** Opening Material to process block **

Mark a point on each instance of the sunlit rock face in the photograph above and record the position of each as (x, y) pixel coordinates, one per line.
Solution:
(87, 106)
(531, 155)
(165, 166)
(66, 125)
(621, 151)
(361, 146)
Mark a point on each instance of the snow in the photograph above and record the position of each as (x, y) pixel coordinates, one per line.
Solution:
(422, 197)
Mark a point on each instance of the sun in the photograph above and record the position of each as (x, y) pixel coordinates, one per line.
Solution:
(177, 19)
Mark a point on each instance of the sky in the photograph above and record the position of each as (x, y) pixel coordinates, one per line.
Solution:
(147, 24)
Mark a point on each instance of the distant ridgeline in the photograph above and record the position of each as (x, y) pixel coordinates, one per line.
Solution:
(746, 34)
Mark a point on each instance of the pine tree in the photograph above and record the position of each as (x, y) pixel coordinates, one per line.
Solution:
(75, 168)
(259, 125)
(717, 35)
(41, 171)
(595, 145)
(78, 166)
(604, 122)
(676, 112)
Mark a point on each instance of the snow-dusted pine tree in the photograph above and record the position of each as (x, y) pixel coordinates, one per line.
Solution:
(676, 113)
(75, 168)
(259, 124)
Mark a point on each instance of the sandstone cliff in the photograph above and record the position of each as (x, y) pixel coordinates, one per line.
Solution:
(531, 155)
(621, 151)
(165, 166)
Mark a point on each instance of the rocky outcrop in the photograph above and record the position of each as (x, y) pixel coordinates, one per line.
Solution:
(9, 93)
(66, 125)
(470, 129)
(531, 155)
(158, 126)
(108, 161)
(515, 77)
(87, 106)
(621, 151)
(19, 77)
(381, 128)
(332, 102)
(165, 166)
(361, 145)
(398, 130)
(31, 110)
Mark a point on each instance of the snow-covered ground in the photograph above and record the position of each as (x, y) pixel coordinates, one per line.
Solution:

** Closing Material to process block **

Exercise prompt:
Line by line, transcribe the data exactly.

Answer to this problem:
Mark a point on each instance of the sunlit rock face in the photograph above and record the position of each as (x, y) pixel coordinates, one per line.
Solution:
(87, 106)
(531, 155)
(165, 166)
(66, 125)
(621, 151)
(361, 146)
Mark a point on each instance of the snow in the photograph above and record the position of each as (x, y) pixel coordinates, one per line.
Solution:
(422, 197)
Mark a point on each instance of the sun in the photograph above and record the position of each as (x, y) pixel coordinates, one per line.
Solution:
(177, 19)
Mark a point on each instance of the sky in the photograph above and record the position of each as (x, y) pixel coordinates, one per line.
Solution:
(147, 24)
Mark a point on each instance of the distant ridgeline in the photograph above and record the position of each as (x, y) pixel coordinates, one per line.
Solution:
(746, 34)
Mark a point on each instance of the pine tree in the photograph above and record the position of each as (x, y) pixel coordinates, one per line.
Solution:
(75, 168)
(259, 125)
(717, 35)
(41, 171)
(595, 145)
(78, 166)
(604, 122)
(676, 112)
Mark a point on each instance of the snow-dusted pine tree in the photograph above and record the position of each as (x, y) pixel coordinates, one per line.
Solution:
(676, 113)
(75, 168)
(259, 124)
Mark a point on each instance of the sandstone cliff in the photograph above and record the position of each as (x, y) pixel coordinates, one per line.
Solution:
(531, 155)
(621, 151)
(165, 166)
Mark a point on each instance of the rocky outcrop in the photograph above and record the position of each as (x, y) pixel coordinates, one per line.
Solution:
(9, 93)
(66, 125)
(470, 129)
(531, 155)
(158, 126)
(108, 161)
(515, 77)
(87, 106)
(621, 151)
(19, 77)
(381, 128)
(332, 102)
(165, 166)
(361, 145)
(398, 130)
(31, 110)
Mark a point on each instance of the snow-covered ground in the photograph above and record the position of each as (x, y) pixel coordinates, one per line.
Solution:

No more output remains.